The problem: Copy, word for word, the part of the material that opens with the line containing "gradient sky is by providing the bounding box." and closes with the line containing "[153,1012,231,1054]", both of those lines included.

Annotated coordinate records:
____________________

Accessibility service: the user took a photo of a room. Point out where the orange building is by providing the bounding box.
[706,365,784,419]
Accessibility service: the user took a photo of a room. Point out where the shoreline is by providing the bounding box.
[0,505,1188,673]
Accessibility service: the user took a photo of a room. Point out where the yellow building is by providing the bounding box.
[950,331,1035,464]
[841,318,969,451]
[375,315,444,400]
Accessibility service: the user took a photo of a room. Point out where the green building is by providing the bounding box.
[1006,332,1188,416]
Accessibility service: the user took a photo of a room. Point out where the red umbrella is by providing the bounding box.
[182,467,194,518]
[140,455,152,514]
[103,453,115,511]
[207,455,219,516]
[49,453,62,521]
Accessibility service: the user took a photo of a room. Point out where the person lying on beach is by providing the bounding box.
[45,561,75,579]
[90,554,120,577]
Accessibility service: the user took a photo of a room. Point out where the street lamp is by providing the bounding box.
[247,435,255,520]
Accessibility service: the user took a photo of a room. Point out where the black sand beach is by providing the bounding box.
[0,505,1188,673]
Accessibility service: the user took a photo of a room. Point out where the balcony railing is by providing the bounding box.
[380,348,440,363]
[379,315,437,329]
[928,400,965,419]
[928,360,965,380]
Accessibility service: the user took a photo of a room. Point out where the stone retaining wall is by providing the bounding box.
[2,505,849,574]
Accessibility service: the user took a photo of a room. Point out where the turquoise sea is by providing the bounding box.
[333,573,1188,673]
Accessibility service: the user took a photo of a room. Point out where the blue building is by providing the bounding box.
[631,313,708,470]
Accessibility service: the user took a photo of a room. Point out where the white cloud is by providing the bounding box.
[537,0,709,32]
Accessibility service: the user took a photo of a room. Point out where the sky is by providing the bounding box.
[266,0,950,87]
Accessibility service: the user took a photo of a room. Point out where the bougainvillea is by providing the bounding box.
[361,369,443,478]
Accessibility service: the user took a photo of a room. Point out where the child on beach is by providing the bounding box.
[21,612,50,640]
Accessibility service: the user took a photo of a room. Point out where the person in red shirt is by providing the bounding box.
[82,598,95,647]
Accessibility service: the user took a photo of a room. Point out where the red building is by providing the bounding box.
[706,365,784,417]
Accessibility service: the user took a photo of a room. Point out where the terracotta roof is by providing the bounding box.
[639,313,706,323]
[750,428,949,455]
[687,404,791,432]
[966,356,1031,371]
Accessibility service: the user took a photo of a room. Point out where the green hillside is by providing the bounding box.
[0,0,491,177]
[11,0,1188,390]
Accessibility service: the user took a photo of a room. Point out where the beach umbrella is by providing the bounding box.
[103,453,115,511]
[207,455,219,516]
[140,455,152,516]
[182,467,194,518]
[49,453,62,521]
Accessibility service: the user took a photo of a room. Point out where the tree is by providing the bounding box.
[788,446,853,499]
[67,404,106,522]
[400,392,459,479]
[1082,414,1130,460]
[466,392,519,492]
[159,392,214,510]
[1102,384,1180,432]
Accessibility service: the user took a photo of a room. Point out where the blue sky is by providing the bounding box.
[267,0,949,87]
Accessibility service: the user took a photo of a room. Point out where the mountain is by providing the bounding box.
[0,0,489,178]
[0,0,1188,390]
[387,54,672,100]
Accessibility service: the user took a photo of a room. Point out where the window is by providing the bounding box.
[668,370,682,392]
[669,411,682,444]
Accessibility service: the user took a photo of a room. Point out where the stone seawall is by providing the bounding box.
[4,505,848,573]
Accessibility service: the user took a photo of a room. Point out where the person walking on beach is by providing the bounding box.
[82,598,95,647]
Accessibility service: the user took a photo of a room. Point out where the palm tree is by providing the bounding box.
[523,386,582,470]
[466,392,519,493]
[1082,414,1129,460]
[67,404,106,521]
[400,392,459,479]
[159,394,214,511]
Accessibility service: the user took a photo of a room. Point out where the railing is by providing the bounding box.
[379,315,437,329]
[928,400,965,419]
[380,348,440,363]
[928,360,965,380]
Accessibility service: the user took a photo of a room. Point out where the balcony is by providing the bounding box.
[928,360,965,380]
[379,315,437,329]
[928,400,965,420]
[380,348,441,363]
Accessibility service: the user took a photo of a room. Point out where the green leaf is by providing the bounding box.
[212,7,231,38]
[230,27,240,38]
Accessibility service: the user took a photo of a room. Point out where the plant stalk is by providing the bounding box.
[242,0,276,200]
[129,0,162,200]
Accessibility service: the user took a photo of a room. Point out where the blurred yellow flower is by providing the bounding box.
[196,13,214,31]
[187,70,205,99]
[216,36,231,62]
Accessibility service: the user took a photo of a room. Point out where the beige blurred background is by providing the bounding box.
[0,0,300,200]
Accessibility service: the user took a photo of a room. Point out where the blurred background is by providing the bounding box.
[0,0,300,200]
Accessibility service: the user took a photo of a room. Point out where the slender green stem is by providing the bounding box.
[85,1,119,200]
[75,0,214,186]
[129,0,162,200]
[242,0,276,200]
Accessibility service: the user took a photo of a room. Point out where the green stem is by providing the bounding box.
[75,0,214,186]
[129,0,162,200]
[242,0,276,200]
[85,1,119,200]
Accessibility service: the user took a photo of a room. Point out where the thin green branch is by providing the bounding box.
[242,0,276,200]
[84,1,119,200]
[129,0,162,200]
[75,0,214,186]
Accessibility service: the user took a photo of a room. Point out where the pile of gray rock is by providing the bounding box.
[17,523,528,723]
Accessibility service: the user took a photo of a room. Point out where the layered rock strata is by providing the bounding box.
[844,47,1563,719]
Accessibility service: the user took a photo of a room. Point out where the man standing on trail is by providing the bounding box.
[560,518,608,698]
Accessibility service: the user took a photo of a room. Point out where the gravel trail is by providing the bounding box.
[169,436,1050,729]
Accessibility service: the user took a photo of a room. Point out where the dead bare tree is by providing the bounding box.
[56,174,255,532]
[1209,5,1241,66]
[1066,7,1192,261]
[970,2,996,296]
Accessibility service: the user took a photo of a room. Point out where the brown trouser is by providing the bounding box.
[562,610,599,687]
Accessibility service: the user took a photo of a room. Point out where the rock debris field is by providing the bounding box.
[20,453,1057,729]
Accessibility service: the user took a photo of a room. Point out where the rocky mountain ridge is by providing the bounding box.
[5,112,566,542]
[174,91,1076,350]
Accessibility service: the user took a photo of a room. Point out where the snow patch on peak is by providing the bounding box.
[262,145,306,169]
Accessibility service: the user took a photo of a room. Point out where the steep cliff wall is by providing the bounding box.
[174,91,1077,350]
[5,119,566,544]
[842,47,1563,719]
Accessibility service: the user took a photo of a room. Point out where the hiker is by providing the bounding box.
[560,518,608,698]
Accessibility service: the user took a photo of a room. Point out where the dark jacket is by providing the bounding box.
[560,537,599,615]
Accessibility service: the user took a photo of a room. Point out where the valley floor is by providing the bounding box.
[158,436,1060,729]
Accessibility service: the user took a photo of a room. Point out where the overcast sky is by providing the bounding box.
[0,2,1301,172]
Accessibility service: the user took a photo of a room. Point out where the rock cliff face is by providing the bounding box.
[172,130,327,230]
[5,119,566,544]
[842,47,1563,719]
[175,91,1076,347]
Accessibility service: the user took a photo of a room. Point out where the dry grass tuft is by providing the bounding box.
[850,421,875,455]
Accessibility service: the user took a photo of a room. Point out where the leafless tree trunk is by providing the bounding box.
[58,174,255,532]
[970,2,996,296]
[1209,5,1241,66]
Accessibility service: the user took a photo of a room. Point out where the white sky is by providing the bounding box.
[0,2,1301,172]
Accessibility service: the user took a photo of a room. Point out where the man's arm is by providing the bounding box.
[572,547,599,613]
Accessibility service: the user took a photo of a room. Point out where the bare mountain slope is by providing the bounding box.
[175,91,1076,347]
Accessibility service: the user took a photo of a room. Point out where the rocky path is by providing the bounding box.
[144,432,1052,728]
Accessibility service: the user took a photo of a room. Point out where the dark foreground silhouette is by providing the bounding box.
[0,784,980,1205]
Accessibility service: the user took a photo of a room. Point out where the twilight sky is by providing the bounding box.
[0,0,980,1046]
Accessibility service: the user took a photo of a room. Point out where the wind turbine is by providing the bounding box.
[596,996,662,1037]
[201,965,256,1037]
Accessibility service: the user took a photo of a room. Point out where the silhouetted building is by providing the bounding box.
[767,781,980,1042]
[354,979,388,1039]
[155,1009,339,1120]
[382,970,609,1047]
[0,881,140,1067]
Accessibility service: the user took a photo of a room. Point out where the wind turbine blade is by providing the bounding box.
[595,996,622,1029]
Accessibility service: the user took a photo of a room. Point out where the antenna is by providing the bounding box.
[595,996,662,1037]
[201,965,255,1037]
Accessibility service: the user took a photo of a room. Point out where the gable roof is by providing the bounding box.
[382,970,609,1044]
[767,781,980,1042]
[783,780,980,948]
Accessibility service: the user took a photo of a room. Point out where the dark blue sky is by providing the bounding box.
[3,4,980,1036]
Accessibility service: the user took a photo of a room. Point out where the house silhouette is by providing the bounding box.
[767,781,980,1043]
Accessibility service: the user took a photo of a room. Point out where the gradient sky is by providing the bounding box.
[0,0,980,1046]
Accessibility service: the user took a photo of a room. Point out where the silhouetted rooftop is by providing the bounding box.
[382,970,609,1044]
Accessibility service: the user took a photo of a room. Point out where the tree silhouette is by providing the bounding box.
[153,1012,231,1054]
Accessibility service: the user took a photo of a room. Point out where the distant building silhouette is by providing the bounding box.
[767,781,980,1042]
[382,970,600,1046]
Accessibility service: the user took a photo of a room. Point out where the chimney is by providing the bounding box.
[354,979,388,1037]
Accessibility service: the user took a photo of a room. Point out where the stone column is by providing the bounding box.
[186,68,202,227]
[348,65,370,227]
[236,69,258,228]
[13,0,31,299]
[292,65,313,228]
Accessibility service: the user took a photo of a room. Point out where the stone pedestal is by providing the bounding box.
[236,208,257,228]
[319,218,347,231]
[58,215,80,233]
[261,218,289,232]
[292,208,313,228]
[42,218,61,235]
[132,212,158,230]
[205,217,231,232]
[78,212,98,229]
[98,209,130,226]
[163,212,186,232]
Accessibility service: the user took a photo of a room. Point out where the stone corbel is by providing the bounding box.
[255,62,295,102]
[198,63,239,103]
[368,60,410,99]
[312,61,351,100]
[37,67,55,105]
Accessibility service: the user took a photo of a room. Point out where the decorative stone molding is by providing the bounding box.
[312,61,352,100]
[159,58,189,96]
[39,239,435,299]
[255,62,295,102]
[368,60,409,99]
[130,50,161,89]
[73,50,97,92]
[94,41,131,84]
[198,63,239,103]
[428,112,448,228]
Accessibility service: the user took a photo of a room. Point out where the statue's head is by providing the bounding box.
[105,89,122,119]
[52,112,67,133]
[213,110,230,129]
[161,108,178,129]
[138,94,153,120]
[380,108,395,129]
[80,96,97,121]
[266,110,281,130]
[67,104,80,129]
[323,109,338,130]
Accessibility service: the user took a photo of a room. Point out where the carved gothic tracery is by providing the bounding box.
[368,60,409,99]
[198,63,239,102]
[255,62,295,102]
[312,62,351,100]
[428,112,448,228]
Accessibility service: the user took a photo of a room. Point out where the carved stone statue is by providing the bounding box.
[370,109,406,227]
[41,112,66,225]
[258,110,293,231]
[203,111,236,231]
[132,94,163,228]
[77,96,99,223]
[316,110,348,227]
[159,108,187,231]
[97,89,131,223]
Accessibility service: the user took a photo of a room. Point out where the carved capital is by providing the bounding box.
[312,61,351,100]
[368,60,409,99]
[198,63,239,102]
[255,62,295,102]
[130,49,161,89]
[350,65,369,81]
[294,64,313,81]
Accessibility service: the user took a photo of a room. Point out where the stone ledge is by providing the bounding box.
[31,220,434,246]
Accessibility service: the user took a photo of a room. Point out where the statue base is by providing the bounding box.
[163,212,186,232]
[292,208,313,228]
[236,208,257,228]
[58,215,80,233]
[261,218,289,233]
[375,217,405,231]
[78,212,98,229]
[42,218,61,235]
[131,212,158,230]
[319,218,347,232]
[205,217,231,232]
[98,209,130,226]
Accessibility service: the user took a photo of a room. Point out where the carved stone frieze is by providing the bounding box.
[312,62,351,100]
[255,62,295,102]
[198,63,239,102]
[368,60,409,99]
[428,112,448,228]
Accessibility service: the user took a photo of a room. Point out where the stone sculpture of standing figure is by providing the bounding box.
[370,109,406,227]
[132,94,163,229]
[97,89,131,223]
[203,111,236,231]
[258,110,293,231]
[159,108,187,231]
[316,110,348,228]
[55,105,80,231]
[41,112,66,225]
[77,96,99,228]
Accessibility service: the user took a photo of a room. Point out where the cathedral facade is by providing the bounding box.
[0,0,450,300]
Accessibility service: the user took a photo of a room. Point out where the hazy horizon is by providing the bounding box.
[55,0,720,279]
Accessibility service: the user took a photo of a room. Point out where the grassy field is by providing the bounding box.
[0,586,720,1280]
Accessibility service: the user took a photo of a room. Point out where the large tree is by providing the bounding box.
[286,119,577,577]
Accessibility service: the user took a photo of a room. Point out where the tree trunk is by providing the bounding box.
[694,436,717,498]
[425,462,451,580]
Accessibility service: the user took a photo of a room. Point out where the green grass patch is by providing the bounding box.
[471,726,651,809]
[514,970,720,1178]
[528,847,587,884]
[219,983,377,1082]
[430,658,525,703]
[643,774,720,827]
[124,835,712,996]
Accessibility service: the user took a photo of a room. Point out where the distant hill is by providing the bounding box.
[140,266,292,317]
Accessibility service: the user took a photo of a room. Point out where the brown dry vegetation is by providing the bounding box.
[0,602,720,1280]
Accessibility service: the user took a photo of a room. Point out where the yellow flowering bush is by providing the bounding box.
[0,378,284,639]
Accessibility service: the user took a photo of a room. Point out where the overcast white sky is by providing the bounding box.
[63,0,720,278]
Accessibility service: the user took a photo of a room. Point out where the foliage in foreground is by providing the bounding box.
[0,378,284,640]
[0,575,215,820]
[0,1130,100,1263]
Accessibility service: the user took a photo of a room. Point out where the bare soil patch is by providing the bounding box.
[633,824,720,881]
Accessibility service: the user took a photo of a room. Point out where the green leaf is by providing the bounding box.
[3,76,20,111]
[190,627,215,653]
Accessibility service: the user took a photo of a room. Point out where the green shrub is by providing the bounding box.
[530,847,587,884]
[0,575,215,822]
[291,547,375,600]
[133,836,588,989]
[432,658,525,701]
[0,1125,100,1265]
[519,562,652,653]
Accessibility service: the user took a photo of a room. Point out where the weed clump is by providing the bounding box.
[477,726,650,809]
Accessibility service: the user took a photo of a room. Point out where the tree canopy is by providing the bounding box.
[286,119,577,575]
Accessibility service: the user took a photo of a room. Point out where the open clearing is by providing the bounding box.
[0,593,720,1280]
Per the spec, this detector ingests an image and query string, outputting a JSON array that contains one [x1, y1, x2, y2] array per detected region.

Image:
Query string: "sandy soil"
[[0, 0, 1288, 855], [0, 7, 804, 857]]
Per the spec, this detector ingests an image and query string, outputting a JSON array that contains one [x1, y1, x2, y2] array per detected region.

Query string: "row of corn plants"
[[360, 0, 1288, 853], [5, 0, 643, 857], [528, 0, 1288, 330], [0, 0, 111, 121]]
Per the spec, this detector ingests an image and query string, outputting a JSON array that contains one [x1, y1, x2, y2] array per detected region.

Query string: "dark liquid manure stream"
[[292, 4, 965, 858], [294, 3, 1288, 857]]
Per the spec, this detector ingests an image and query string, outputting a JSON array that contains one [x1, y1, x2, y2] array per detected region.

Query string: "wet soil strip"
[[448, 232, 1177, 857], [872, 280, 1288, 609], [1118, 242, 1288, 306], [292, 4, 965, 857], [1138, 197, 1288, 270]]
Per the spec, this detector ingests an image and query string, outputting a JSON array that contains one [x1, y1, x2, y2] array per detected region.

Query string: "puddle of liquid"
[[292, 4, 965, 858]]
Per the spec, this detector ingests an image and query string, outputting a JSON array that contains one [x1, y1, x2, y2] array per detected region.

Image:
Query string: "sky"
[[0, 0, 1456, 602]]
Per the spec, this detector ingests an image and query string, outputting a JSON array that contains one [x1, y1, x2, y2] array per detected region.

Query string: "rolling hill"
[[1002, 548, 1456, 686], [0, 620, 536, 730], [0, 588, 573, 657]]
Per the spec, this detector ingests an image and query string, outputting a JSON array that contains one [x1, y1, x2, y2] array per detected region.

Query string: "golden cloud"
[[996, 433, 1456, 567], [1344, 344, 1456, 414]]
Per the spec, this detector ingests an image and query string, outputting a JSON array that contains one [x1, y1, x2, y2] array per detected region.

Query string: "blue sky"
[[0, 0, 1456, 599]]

____________________

Response:
Accessibility service: the user took a photo of a room. Point out where the gradient sky is by providing the bounding box.
[0,0,980,1046]
Accessibility service: the user took a photo of a room. Point out where the silhouetted rooftop is by providing the bounding box.
[382,970,609,1044]
Accessibility service: the user took a photo of a room. Point out where the tree silhouette is by providing the bounding box.
[153,1012,231,1054]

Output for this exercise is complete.